%%

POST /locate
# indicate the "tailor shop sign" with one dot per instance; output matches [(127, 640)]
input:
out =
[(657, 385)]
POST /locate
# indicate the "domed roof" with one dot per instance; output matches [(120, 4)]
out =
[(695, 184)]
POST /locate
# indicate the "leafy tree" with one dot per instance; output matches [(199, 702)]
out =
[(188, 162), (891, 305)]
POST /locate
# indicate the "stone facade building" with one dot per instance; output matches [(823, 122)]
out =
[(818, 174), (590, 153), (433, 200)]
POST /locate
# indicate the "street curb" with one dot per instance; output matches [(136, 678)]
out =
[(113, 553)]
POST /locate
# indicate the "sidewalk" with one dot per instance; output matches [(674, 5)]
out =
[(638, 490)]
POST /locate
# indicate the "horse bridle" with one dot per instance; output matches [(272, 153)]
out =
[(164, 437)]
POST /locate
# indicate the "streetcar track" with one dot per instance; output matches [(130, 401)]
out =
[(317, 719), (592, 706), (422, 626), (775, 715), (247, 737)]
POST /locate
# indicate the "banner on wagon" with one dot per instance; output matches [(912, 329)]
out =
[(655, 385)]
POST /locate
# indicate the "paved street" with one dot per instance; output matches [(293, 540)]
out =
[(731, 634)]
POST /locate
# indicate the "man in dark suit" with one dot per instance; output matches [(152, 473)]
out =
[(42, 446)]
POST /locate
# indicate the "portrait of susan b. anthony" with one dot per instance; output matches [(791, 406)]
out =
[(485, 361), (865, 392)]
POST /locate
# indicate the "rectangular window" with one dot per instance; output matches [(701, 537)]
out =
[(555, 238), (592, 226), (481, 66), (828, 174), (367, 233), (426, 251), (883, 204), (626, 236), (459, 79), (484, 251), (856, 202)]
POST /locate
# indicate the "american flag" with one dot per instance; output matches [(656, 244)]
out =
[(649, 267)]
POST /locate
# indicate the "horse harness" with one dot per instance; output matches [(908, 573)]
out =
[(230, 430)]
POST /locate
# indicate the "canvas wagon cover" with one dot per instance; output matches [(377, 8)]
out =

%%

(Stated exercise)
Can you copy the listing from its first line through the line with "[(113, 553)]", both ends included, and output only those lines? Keep each request and its format sample unchanged, but multiply every point coordinate in the answers by 1.35 and round to whole numbers, with halves rounding up.

(Task result)
POST /locate
# indicate the "tailor shop sign" with one dot per instance; output matches [(127, 640)]
input:
out =
[(887, 520)]
POST /locate
# indicate the "domed roof" with one dot per instance; output matches [(120, 4)]
out =
[(938, 248)]
POST /locate
# indicate the "leafy tree" with one dot per instance; output matches [(199, 702)]
out =
[(254, 219), (1203, 412)]
POST /locate
# indicate the "stone facade building" with one dot per instance; output matches [(823, 122)]
out =
[(1104, 235), (797, 207), (585, 270)]
POST /locate
# indicate the "street curb" with one dot per instance; output matches [(136, 678)]
out =
[(153, 747)]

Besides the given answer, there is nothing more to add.